• [What to do] Output the part of the items that starts with the line containing "Where can you see the ceiling" and continues through the end of the items as a numbered list, leaving out any blank lines.

Records:
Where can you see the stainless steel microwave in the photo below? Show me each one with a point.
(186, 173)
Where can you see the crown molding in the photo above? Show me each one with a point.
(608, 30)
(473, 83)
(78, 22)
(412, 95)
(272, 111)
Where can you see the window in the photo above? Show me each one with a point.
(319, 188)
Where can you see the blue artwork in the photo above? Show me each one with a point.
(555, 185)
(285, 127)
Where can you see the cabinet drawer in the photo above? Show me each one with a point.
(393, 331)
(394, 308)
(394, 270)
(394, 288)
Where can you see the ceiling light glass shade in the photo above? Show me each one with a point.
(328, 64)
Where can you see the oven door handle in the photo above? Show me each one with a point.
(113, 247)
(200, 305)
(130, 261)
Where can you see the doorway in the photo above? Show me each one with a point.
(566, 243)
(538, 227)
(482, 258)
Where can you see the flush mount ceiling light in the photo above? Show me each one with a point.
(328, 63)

• [Solution to the problem]
1. Where can you see the ceiling light glass shade in the photo above? Show me each one with a point.
2. (328, 64)
3. Where can you see the oven door handle in the photo above? Show me each one with a point.
4. (113, 247)
5. (200, 305)
6. (130, 261)
7. Where can you see the doorway in the photo above? Show me each one with a point.
8. (566, 243)
9. (538, 227)
10. (482, 258)
11. Where can you see the flush mount ceiling light in the photo above? Show me each one with a point.
12. (328, 63)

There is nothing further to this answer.